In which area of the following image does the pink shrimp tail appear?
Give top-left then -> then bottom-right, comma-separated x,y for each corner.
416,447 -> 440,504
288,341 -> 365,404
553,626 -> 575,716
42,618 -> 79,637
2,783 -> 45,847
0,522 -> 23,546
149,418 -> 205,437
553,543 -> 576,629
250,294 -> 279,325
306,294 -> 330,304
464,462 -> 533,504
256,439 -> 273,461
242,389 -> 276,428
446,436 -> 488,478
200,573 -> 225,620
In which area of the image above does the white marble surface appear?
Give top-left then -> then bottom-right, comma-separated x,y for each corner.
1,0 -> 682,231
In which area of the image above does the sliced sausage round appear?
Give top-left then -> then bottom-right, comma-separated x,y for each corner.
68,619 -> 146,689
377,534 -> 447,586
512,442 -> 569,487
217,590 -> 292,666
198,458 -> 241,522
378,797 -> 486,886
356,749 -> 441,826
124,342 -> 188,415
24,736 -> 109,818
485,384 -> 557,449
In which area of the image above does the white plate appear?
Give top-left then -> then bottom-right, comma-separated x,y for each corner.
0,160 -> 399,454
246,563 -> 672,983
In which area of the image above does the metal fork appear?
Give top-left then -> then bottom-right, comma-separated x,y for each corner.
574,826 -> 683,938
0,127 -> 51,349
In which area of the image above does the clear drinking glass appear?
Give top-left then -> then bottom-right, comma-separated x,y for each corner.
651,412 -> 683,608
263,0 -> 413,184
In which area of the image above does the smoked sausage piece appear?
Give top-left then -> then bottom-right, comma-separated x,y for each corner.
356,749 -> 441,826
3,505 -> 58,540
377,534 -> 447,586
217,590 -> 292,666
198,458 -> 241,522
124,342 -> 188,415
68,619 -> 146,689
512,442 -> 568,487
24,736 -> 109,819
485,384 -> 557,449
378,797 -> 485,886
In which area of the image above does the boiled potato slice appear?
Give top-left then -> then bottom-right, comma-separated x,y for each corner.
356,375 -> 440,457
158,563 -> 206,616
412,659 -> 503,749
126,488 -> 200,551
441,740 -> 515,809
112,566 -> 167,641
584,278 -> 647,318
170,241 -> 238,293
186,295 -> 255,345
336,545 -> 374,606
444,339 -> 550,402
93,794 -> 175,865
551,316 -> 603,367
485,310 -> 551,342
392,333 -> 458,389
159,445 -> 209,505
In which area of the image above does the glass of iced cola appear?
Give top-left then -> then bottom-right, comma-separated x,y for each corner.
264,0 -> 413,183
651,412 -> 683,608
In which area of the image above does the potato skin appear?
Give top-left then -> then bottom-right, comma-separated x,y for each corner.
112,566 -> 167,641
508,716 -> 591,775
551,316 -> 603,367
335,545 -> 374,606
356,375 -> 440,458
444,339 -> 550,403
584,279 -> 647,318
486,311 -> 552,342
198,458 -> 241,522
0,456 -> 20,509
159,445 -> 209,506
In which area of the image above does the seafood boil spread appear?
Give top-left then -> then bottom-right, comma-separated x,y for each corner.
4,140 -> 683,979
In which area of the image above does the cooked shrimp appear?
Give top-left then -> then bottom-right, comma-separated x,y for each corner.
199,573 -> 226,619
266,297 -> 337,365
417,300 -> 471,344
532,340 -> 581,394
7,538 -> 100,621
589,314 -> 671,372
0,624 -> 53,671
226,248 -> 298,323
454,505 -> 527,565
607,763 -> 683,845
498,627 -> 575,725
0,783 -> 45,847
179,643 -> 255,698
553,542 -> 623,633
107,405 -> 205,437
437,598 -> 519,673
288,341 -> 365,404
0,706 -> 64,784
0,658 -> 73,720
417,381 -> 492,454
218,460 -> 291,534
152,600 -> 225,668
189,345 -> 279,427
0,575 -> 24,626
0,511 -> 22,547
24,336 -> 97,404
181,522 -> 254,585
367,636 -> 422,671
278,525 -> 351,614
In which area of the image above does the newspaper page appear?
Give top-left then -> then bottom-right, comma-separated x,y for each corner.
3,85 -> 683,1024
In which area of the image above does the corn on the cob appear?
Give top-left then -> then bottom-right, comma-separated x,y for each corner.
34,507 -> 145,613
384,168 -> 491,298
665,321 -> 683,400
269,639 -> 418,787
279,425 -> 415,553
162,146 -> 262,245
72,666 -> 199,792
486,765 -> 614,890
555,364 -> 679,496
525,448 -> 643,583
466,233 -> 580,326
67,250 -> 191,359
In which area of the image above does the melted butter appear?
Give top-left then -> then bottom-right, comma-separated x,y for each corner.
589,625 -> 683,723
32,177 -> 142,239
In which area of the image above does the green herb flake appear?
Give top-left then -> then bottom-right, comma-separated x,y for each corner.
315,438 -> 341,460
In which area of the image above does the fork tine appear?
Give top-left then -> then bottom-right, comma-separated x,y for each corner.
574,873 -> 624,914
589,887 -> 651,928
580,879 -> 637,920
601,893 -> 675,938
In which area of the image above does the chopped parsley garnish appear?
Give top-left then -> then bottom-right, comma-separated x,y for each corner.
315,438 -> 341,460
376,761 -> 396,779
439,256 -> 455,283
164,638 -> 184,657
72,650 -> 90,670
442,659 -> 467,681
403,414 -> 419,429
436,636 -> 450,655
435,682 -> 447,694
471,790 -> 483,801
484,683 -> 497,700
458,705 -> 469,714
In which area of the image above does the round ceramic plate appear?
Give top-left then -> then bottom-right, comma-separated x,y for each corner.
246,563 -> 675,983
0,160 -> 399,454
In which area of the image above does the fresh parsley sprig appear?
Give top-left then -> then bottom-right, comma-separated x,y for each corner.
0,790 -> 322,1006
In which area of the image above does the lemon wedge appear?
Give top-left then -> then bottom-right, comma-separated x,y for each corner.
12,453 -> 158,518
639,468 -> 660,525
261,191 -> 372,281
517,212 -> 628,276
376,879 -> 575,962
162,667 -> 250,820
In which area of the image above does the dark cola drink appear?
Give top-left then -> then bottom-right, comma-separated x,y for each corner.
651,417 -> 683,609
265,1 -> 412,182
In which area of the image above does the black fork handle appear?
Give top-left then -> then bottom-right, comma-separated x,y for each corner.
........
* _About this task_
Filter the entries down to the lines with the word "round" in them, and copy those lines.

* _Final answer_
In which area of the image above does the sliced sausage round appear?
In which area of the image above does the round ceramic plate appear?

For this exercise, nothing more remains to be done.